**Instrução 1**
Responda a estas perguntas sobre o artigo de opinião:
(a) Quem se assusta quando os partidos da oposição questionam com vigor os resultados eleitorais?
(b) De que tinha elementos suspeitos o recrutamento dos MMV's?
(c) Quem veio a público desmentir que os tribunais e outros departamentos governamentais foram preenchidos com pessoas afectas ao partido no poder?
**Instrução 2**
Transcreva a parte do artigo de opinião que abre com as palavras "Quando se tornou" e fecha com "desmentir esse facto.".

**Texto a ler**
Canal de Opinião por Noé Nhantumbo
A verdade defende-se e a paz constrói-se com actos e cometimento
Uma engenharia claramente direccionada para a acomodação de interesses e distribuição de cargos governamentais visando a manutenção de um poder mais do que suspeito está travando todo um país e empurrando-o para uma confrontação desnecessária.
Os paladinos da “democracia de conveniência” assustam-se quando os partidos da oposição questionam com vigor os resultados eleitorais.
Um aparelho de Estado vivendo segundo os objectivos de uma elite pendurada no poder, chantageando e condicionando processos de importância fundamental para o país não pode continuar a agir de modo delinquente e criminoso.
Quando se provou que o recrutamento dos MMV’s tinha elementos suspeitos de favorecimento do partido Frelimo, alguns diziam que não correspondia à verdade.
Quando se tornou claro que a máquina do STAE ao nível dos distritos era composta por elementos afectos aos Governos distritais e provinciais, com tarefas específicas de envenenarem todo um processo eleitoral, poucos foram os que tomaram atenção e as devidas cautelas.
Quando os tribunais distritais e provinciais e outros departamentos governamentais foram preenchidos com funcionários e juízes afectos ao partido no poder, a ex-ministra da Função Pública veio a público desmentir.
Quando a oposição se queixa de partidarização do aparelho de Estado, levantam-se vozes hipócritas que dizem que isso não corresponde à verdade.
Quando se diz que a PRM e as FADM possuem os seus comandos compostos por membros da mais alta confiança política da liderança do partido Frelimo, ainda há gente que procura desmentir esse facto.

**Registos de dados**

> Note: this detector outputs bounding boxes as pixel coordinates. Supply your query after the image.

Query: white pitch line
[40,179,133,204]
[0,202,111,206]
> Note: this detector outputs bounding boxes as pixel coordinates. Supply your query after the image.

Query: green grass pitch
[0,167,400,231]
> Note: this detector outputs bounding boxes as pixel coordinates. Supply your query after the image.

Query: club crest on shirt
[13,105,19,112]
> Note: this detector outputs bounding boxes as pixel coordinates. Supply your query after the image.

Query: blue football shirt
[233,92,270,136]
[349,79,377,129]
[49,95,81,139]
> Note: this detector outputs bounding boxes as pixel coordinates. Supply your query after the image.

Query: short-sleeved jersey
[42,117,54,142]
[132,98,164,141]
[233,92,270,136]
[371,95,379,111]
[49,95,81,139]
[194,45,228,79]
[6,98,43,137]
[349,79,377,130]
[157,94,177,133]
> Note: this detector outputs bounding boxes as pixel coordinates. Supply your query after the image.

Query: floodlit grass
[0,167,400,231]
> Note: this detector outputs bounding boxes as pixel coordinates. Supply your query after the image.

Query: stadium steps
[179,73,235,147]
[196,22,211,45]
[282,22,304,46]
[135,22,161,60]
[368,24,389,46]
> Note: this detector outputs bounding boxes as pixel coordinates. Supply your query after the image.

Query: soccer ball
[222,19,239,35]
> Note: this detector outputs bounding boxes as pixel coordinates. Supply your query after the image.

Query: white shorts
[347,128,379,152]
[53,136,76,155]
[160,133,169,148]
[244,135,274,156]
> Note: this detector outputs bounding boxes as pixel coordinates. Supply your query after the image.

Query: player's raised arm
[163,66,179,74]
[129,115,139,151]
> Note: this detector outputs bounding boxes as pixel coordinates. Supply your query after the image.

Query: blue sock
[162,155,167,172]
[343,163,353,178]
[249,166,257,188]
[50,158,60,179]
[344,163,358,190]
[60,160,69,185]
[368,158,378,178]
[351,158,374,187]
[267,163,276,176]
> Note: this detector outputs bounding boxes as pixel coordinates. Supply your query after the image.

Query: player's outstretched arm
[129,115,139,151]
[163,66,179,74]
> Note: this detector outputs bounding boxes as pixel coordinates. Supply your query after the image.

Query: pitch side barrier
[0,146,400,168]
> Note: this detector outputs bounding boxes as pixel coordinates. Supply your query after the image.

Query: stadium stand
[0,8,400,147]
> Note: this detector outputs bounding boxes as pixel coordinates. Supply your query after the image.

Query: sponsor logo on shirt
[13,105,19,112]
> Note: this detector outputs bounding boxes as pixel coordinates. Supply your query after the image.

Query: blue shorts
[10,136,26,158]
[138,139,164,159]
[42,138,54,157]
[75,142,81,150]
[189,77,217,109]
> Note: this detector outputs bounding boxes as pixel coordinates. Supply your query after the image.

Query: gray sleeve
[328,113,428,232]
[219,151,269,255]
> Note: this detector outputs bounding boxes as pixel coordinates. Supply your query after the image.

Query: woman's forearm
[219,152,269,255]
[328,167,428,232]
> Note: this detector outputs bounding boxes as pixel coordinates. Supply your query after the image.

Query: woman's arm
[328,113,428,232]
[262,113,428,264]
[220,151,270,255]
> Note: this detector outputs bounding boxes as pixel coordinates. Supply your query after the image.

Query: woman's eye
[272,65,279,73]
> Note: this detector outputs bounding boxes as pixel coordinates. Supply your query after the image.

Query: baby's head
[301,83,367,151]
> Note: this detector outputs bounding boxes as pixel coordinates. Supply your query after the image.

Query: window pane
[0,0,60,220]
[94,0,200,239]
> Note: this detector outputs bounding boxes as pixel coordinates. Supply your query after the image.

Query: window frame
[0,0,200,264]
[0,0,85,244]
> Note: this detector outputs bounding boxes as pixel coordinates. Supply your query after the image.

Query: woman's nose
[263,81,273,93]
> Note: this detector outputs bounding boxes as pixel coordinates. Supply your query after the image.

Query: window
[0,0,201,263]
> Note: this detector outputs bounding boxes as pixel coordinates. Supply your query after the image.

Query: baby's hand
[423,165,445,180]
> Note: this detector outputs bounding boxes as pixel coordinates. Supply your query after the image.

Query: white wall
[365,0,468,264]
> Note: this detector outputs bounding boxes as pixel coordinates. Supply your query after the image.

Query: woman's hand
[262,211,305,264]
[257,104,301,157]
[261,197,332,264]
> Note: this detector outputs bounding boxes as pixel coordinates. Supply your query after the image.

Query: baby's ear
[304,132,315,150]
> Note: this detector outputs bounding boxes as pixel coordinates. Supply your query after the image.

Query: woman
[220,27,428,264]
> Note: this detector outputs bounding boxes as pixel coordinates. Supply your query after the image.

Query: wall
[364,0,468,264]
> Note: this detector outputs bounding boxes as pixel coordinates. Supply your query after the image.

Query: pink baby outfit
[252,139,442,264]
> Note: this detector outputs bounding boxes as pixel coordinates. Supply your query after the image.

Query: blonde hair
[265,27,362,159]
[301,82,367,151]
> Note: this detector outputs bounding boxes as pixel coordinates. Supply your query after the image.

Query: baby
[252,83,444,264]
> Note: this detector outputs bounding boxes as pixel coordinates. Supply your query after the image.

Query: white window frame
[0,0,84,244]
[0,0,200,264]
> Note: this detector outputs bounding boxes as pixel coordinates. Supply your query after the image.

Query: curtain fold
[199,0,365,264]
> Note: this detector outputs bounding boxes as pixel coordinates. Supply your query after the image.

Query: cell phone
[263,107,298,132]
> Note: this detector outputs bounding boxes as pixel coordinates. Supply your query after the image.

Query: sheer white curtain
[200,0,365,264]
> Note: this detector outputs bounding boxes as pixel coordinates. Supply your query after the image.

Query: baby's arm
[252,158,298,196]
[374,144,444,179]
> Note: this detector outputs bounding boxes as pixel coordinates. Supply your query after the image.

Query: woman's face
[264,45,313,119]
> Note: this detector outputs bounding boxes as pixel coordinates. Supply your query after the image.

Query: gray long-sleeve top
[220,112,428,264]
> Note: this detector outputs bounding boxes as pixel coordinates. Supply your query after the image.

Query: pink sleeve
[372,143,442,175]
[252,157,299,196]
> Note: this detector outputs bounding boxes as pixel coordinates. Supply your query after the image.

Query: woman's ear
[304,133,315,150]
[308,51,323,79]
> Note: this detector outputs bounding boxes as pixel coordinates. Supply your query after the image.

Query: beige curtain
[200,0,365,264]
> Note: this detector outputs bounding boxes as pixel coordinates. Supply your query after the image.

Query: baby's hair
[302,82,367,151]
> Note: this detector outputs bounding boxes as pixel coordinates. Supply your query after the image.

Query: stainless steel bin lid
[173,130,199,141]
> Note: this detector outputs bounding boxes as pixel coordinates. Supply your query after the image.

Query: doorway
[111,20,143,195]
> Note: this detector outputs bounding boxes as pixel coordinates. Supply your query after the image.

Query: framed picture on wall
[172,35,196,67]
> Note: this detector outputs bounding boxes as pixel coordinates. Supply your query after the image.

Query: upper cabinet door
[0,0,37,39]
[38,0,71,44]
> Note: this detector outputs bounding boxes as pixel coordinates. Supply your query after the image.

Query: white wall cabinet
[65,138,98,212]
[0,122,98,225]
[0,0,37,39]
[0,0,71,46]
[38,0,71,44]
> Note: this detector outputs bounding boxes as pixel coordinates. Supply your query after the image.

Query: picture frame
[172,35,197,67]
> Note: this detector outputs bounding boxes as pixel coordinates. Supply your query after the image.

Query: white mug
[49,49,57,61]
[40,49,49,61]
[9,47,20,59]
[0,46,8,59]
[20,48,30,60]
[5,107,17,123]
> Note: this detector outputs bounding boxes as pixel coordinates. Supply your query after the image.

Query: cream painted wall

==

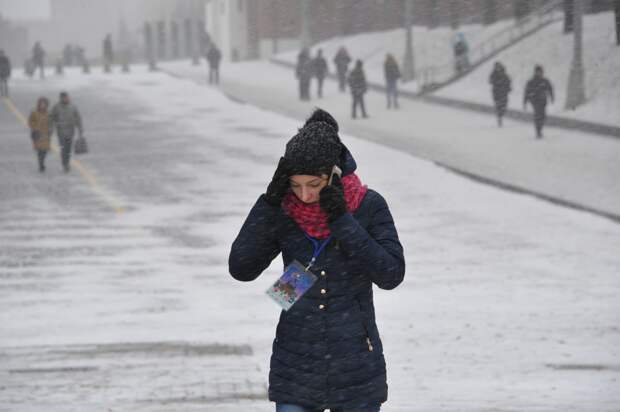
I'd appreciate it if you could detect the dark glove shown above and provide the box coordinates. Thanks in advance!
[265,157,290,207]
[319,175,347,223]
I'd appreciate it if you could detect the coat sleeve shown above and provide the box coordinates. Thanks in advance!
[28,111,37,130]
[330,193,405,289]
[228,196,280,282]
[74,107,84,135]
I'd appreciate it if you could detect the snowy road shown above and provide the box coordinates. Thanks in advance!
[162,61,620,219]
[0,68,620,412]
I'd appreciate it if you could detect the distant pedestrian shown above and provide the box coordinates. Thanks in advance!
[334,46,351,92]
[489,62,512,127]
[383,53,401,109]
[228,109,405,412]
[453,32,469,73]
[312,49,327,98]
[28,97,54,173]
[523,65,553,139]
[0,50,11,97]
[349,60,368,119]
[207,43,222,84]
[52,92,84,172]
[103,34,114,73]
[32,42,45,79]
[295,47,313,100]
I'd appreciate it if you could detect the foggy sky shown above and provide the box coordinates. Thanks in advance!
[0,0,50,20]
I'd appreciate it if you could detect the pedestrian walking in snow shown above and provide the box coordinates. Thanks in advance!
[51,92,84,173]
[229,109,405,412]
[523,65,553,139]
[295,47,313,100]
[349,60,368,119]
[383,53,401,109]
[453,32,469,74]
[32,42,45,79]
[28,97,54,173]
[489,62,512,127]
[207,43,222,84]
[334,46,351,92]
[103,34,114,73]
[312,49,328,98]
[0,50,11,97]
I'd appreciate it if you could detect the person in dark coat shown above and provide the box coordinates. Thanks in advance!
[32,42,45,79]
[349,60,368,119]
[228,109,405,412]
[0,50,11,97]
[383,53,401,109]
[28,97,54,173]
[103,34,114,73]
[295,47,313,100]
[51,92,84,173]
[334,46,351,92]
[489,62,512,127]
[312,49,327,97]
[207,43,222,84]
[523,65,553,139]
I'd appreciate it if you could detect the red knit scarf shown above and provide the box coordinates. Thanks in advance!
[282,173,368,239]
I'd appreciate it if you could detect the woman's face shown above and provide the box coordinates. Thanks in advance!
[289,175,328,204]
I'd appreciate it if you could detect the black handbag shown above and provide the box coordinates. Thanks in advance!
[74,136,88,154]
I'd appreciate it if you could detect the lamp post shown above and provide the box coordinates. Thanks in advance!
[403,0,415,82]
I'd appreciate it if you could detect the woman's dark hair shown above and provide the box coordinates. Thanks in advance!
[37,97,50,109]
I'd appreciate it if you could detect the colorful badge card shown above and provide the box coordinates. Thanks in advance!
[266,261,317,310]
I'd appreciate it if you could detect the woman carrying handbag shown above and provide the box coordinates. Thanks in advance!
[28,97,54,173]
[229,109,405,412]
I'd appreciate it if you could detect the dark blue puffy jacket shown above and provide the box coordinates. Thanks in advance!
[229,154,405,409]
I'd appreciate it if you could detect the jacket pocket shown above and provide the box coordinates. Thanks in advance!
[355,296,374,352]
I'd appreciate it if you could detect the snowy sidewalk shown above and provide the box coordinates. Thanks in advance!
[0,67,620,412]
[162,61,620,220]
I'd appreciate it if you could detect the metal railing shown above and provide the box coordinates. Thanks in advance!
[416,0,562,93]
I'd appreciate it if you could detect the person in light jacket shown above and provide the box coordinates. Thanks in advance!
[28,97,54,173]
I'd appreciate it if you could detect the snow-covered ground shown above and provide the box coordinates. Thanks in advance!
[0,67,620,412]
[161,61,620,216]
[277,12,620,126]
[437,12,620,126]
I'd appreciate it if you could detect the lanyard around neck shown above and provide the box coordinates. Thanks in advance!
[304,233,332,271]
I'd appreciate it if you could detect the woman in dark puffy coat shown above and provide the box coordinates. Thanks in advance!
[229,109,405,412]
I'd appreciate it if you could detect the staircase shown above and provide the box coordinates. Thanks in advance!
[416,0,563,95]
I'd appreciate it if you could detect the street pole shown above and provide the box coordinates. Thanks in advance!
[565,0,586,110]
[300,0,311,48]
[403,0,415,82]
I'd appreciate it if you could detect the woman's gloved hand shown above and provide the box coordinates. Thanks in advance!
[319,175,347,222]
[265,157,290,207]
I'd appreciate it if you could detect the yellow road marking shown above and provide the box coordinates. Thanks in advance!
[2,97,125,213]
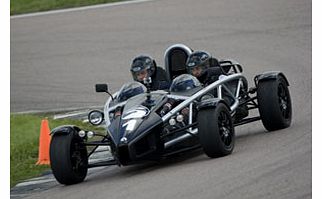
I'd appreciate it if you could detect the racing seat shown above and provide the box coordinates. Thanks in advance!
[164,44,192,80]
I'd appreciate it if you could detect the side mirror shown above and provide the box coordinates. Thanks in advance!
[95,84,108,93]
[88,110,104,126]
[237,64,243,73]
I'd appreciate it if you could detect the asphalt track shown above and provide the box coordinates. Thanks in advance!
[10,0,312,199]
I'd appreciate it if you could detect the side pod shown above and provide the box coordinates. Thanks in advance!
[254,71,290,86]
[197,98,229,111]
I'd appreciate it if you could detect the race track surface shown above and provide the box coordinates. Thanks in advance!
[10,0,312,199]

**Solução escrita 1**
(a) Os paladinos da "democracia de conveniência".
(b) De favorecimento do partido Frelimo.
(c) A ex-ministra da Função Pública.

**Solução escrita 2**
Quando se tornou claro que a máquina do STAE ao nível dos distritos era composta por elementos afectos aos Governos distritais e provinciais, com tarefas específicas de envenenarem todo um processo eleitoral, poucos foram os que tomaram atenção e as devidas cautelas.
Quando os tribunais distritais e provinciais e outros departamentos governamentais foram preenchidos com funcionários e juízes afectos ao partido no poder, a ex-ministra da Função Pública veio a público desmentir.
Quando a oposição se queixa de partidarização do aparelho de Estado, levantam-se vozes hipócritas que dizem que isso não corresponde à verdade.
Quando se diz que a PRM e as FADM possuem os seus comandos compostos por membros da mais alta confiança política da liderança do partido Frelimo, ainda há gente que procura desmentir esse facto.